Extracted material:
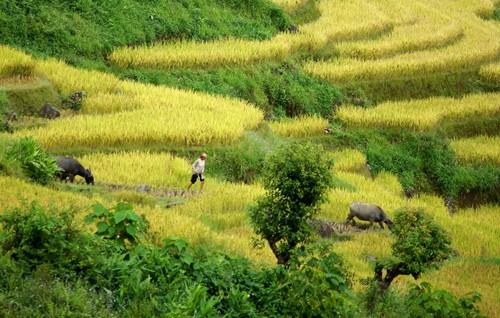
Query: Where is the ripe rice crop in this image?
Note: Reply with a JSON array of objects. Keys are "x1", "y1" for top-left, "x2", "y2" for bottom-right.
[
  {"x1": 272, "y1": 0, "x2": 307, "y2": 12},
  {"x1": 337, "y1": 93, "x2": 500, "y2": 132},
  {"x1": 479, "y1": 62, "x2": 500, "y2": 85},
  {"x1": 304, "y1": 2, "x2": 500, "y2": 83},
  {"x1": 109, "y1": 0, "x2": 390, "y2": 69},
  {"x1": 82, "y1": 151, "x2": 191, "y2": 188},
  {"x1": 269, "y1": 116, "x2": 328, "y2": 138},
  {"x1": 0, "y1": 45, "x2": 35, "y2": 78},
  {"x1": 36, "y1": 59, "x2": 121, "y2": 96},
  {"x1": 19, "y1": 60, "x2": 264, "y2": 149},
  {"x1": 0, "y1": 176, "x2": 109, "y2": 221},
  {"x1": 451, "y1": 136, "x2": 500, "y2": 165},
  {"x1": 336, "y1": 3, "x2": 463, "y2": 59}
]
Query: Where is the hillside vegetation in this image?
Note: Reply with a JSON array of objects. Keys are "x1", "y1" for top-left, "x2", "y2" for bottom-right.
[{"x1": 0, "y1": 0, "x2": 500, "y2": 317}]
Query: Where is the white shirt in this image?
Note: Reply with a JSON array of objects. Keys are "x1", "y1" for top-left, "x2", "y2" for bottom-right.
[{"x1": 193, "y1": 158, "x2": 205, "y2": 174}]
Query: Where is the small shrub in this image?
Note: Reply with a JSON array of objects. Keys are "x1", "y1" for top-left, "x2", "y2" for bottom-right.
[
  {"x1": 408, "y1": 282, "x2": 485, "y2": 318},
  {"x1": 85, "y1": 203, "x2": 146, "y2": 246},
  {"x1": 250, "y1": 143, "x2": 333, "y2": 264},
  {"x1": 5, "y1": 137, "x2": 60, "y2": 185},
  {"x1": 0, "y1": 201, "x2": 94, "y2": 274},
  {"x1": 375, "y1": 209, "x2": 453, "y2": 293}
]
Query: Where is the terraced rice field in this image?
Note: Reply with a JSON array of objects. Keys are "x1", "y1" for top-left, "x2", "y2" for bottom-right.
[{"x1": 0, "y1": 0, "x2": 500, "y2": 317}]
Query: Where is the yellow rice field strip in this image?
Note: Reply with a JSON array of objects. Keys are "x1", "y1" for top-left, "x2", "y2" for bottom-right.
[
  {"x1": 269, "y1": 116, "x2": 328, "y2": 138},
  {"x1": 109, "y1": 0, "x2": 390, "y2": 69},
  {"x1": 304, "y1": 2, "x2": 500, "y2": 83},
  {"x1": 271, "y1": 0, "x2": 307, "y2": 12},
  {"x1": 479, "y1": 62, "x2": 500, "y2": 85},
  {"x1": 336, "y1": 1, "x2": 463, "y2": 59},
  {"x1": 81, "y1": 151, "x2": 191, "y2": 189},
  {"x1": 0, "y1": 175, "x2": 107, "y2": 223},
  {"x1": 19, "y1": 60, "x2": 264, "y2": 149},
  {"x1": 337, "y1": 93, "x2": 500, "y2": 132},
  {"x1": 451, "y1": 136, "x2": 500, "y2": 165}
]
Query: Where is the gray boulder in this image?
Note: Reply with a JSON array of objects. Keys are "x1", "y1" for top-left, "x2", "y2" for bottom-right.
[{"x1": 38, "y1": 103, "x2": 61, "y2": 119}]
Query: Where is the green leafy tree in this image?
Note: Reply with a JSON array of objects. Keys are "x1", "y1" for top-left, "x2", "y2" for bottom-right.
[
  {"x1": 85, "y1": 202, "x2": 146, "y2": 246},
  {"x1": 408, "y1": 282, "x2": 485, "y2": 318},
  {"x1": 375, "y1": 209, "x2": 453, "y2": 293},
  {"x1": 5, "y1": 137, "x2": 60, "y2": 185},
  {"x1": 250, "y1": 143, "x2": 333, "y2": 264}
]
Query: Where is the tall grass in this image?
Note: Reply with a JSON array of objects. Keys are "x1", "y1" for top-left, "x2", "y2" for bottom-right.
[
  {"x1": 269, "y1": 116, "x2": 328, "y2": 138},
  {"x1": 0, "y1": 45, "x2": 35, "y2": 78},
  {"x1": 450, "y1": 136, "x2": 500, "y2": 165}
]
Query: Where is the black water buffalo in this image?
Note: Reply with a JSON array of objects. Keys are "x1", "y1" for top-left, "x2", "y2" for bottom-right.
[
  {"x1": 346, "y1": 202, "x2": 394, "y2": 230},
  {"x1": 55, "y1": 156, "x2": 94, "y2": 185}
]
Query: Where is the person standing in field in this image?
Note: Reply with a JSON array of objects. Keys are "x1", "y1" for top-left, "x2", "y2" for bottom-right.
[{"x1": 188, "y1": 153, "x2": 207, "y2": 192}]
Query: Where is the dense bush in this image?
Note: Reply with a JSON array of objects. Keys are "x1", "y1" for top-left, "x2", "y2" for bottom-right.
[
  {"x1": 0, "y1": 202, "x2": 101, "y2": 274},
  {"x1": 4, "y1": 137, "x2": 59, "y2": 185},
  {"x1": 250, "y1": 142, "x2": 333, "y2": 265},
  {"x1": 375, "y1": 209, "x2": 453, "y2": 292},
  {"x1": 0, "y1": 0, "x2": 290, "y2": 64},
  {"x1": 407, "y1": 282, "x2": 484, "y2": 318}
]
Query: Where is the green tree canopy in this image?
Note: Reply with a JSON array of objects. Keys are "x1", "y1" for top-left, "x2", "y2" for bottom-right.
[
  {"x1": 375, "y1": 209, "x2": 453, "y2": 292},
  {"x1": 250, "y1": 143, "x2": 333, "y2": 264}
]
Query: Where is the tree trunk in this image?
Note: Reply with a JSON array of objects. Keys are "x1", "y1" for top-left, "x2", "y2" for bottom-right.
[
  {"x1": 375, "y1": 264, "x2": 405, "y2": 294},
  {"x1": 267, "y1": 239, "x2": 290, "y2": 265}
]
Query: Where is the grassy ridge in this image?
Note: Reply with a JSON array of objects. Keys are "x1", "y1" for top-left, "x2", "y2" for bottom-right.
[
  {"x1": 0, "y1": 0, "x2": 500, "y2": 316},
  {"x1": 0, "y1": 0, "x2": 290, "y2": 64}
]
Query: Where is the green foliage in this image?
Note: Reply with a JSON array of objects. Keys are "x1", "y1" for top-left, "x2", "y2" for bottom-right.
[
  {"x1": 376, "y1": 209, "x2": 453, "y2": 296},
  {"x1": 250, "y1": 143, "x2": 333, "y2": 264},
  {"x1": 85, "y1": 202, "x2": 146, "y2": 246},
  {"x1": 280, "y1": 244, "x2": 356, "y2": 317},
  {"x1": 0, "y1": 264, "x2": 114, "y2": 317},
  {"x1": 0, "y1": 0, "x2": 290, "y2": 64},
  {"x1": 210, "y1": 129, "x2": 278, "y2": 183},
  {"x1": 118, "y1": 62, "x2": 343, "y2": 118},
  {"x1": 391, "y1": 209, "x2": 453, "y2": 277},
  {"x1": 4, "y1": 137, "x2": 60, "y2": 185},
  {"x1": 340, "y1": 67, "x2": 498, "y2": 104},
  {"x1": 0, "y1": 90, "x2": 10, "y2": 115},
  {"x1": 366, "y1": 132, "x2": 500, "y2": 198},
  {"x1": 0, "y1": 202, "x2": 99, "y2": 274},
  {"x1": 408, "y1": 282, "x2": 485, "y2": 318}
]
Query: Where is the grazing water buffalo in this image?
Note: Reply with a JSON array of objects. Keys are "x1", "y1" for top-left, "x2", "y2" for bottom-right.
[
  {"x1": 346, "y1": 202, "x2": 394, "y2": 230},
  {"x1": 56, "y1": 156, "x2": 94, "y2": 185}
]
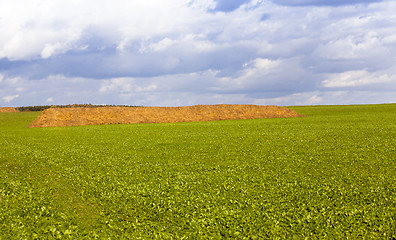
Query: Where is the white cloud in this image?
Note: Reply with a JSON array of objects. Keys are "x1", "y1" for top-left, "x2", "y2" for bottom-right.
[
  {"x1": 2, "y1": 94, "x2": 19, "y2": 103},
  {"x1": 0, "y1": 0, "x2": 396, "y2": 105},
  {"x1": 322, "y1": 70, "x2": 396, "y2": 88}
]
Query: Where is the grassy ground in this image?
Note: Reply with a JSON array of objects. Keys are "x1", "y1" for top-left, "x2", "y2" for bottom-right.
[{"x1": 0, "y1": 104, "x2": 396, "y2": 239}]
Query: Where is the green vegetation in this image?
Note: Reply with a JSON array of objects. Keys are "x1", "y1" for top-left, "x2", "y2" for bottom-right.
[{"x1": 0, "y1": 104, "x2": 396, "y2": 239}]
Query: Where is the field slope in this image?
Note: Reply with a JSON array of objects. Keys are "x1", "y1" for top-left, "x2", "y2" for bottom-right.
[{"x1": 0, "y1": 104, "x2": 396, "y2": 239}]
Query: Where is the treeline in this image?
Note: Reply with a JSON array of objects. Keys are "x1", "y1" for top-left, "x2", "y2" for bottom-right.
[{"x1": 15, "y1": 104, "x2": 139, "y2": 112}]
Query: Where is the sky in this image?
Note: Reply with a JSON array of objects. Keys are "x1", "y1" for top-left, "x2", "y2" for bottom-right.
[{"x1": 0, "y1": 0, "x2": 396, "y2": 107}]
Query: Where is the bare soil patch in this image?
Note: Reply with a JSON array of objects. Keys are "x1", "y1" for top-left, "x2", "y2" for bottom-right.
[
  {"x1": 29, "y1": 104, "x2": 302, "y2": 128},
  {"x1": 0, "y1": 107, "x2": 18, "y2": 112}
]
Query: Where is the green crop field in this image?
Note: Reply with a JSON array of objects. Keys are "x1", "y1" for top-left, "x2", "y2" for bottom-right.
[{"x1": 0, "y1": 104, "x2": 396, "y2": 239}]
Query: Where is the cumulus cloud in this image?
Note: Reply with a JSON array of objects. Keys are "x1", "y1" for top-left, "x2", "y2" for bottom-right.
[
  {"x1": 0, "y1": 0, "x2": 396, "y2": 106},
  {"x1": 273, "y1": 0, "x2": 382, "y2": 6}
]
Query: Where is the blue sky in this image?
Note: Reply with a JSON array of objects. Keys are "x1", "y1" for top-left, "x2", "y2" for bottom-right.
[{"x1": 0, "y1": 0, "x2": 396, "y2": 106}]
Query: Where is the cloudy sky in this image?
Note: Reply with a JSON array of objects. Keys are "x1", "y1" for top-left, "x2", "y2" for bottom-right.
[{"x1": 0, "y1": 0, "x2": 396, "y2": 106}]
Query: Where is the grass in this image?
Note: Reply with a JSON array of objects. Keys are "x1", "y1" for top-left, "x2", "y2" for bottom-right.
[{"x1": 0, "y1": 104, "x2": 396, "y2": 239}]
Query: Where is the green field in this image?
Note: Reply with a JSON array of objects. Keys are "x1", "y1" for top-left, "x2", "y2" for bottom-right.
[{"x1": 0, "y1": 104, "x2": 396, "y2": 239}]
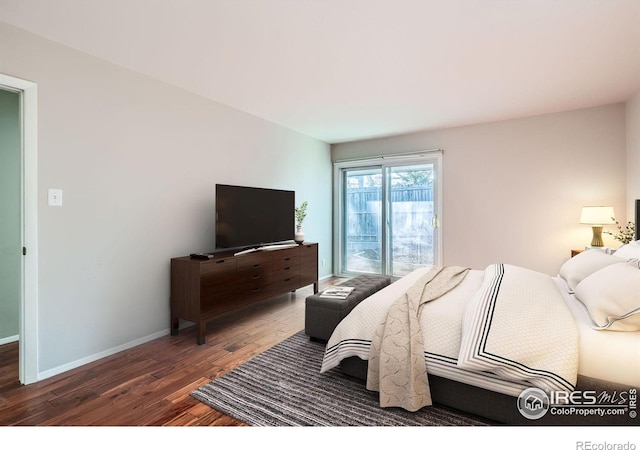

Stated task: Select every line of the listing above that contains the string "field".

Written response:
Query: Where is the terraced rice field in this image?
Query: Where is the yellow rice field strip in this image?
Query: Where is the person standing in field in this image?
Query: Where is the field slope in this image?
Query: Where is the green crop field in this image?
Query: Where is the green field in this image?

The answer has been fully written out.